Text passage.
╔══

Skip to content

v19.04: Compression bdev, Notification library, NVMe Opal support

Compare
Choose a tag to compare
@darsto darsto released this 30 Apr 20:47
· 14390 commits to master since this release

nvme

Added asynchronous probe support. New APIs spdk_nvme_probe_async(),
spdk_nvme_connect_async() and spdk_nvme_probe_poll_async() were added to enable
this feature. spdk_nvme_probe_async() and spdk_nvme_connect_async() return a
context associated with the specified controllers. Users then call
spdk_nvme_probe_poll_async() until it returns 0, indicating that the operation
completed.

A new qpair creation option, delay_pcie_doorbell, was added. This can be passed
to spdk_nvme_alloc_io_qpair(). This makes the I/O submission functions, such as
spdk_nvme_ns_writev(), skip ringing the submission queue doorbell. Instead the
doorbell will be rung as necessary inside spdk_nvme_qpair_process_completions().
This can result in significantly fewer MMIO writes to the doorbell register
under heavy load, greatly improving performance.

spdk_nvme_ctrlr_get_regs_cmbsz() was added to report the size of the controller
memory buffer, if available.

spdk_nvme_ctrlr_get_flags() was added to return controller feature
flags. Two flags are currently tracked:
SPDK_NVME_CTRLR_SGL_SUPPORTED
SPDK_NVME_CTRLR_SECURITY_SEND_RECV_SUPPORTED

The NVMe hotplug poller is now able to detach devices hot-removed from the system
via /sys/bus/pci/devices/<bdf>/remove and /sys/bus/pci/devices/<bdf>/driver/unbind.

╚══

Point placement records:
╔══

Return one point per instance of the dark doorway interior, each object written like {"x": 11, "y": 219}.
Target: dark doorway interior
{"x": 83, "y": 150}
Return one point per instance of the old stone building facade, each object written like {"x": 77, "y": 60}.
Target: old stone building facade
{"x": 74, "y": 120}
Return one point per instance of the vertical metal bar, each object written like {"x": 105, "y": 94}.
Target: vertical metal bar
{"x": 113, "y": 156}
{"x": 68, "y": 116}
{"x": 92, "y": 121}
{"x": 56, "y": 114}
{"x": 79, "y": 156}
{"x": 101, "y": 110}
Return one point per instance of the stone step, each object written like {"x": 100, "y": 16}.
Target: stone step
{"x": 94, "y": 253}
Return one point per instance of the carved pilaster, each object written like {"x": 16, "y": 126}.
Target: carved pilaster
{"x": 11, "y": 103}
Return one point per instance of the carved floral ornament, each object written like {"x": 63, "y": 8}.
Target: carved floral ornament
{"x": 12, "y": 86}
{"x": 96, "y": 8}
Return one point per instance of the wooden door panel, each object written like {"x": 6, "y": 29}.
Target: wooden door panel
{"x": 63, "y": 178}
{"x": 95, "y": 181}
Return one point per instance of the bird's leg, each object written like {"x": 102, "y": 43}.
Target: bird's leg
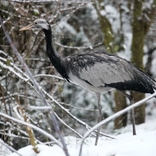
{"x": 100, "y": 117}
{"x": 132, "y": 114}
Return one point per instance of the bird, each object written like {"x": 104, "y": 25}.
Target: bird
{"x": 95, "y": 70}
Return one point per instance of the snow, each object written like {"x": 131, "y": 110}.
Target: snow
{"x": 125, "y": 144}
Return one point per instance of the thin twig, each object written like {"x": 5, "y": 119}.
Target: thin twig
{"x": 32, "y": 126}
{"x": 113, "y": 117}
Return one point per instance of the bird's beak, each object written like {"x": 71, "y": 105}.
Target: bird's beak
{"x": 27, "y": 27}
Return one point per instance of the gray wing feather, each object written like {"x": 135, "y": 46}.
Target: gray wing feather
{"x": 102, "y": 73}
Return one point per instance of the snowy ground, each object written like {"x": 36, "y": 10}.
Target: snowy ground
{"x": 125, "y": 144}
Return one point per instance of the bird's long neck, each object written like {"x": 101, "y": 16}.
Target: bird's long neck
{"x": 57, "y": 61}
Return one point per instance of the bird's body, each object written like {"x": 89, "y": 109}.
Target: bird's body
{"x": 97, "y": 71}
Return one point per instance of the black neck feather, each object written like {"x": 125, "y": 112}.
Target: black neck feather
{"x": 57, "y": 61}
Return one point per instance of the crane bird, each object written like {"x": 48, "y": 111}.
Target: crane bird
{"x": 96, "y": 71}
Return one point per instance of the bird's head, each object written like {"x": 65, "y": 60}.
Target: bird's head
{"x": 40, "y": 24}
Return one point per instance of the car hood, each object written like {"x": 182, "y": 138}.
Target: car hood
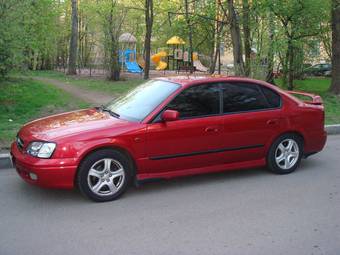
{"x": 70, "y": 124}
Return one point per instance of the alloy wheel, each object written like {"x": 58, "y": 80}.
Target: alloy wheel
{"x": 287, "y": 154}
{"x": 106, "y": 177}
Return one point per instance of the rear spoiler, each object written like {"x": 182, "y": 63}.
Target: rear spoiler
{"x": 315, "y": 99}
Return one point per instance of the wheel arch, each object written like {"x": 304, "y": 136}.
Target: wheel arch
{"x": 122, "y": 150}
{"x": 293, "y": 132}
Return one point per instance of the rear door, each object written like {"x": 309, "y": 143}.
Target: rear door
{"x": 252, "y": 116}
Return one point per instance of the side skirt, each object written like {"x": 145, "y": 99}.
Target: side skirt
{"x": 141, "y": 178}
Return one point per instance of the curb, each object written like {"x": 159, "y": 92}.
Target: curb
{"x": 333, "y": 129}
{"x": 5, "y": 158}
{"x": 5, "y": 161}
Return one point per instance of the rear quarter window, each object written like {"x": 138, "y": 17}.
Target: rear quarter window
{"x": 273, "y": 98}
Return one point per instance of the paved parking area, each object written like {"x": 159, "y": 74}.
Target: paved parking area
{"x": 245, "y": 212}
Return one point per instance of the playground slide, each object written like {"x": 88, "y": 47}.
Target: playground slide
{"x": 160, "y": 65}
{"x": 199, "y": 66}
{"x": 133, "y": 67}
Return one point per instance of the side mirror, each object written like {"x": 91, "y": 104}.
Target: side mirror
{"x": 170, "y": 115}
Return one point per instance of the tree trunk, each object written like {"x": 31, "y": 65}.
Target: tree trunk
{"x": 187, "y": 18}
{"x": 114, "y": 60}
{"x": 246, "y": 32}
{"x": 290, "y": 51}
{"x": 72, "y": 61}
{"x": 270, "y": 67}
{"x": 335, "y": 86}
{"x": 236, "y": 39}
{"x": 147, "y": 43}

╚══
╔══

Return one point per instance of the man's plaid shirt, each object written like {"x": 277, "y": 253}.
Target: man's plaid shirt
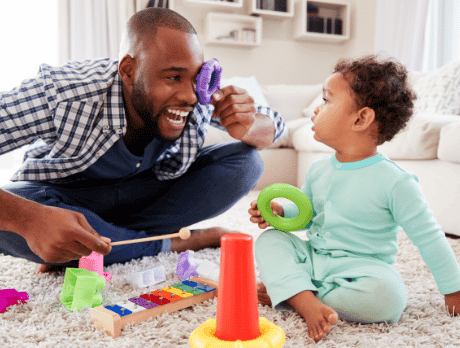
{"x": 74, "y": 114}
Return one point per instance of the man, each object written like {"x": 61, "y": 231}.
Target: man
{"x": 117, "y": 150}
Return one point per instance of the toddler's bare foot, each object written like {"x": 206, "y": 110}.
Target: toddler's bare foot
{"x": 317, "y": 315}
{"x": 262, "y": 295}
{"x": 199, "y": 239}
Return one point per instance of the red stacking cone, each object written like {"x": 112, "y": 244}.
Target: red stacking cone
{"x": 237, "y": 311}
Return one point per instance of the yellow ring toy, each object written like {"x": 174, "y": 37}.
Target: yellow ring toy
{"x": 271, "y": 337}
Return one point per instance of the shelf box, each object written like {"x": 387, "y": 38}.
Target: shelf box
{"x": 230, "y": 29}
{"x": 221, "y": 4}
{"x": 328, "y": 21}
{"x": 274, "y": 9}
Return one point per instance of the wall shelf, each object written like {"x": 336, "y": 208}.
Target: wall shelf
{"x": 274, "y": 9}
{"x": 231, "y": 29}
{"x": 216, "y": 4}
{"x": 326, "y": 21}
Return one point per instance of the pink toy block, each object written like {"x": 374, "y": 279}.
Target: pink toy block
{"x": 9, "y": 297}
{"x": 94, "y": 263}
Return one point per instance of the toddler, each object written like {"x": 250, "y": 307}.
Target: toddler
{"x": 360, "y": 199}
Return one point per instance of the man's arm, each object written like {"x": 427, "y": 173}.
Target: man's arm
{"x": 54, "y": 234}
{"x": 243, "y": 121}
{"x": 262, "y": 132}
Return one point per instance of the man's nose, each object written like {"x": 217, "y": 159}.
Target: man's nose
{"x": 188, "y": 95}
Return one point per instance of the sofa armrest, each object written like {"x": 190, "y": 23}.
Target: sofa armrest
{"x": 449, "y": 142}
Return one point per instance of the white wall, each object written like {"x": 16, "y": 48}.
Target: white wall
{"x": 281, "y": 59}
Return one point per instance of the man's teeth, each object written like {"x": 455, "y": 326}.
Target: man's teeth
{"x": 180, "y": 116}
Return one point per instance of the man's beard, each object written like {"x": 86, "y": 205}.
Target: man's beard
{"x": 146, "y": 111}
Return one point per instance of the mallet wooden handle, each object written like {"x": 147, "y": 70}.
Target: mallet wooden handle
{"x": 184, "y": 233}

╚══

Brief.
Rewrite the release notes between "A new qpair" and "greatly improving performance.", inclusive, changing "heavy load" to "high load". Rely only on the release notes, not on the records.

Written solution.
A new qpair creation option, delay_pcie_doorbell, was added. This can be passed
to spdk_nvme_alloc_io_qpair(). This makes the I/O submission functions, such as
spdk_nvme_ns_writev(), skip ringing the submission queue doorbell. Instead the
doorbell will be rung as necessary inside spdk_nvme_qpair_process_completions().
This can result in significantly fewer MMIO writes to the doorbell register
under high load, greatly improving performance.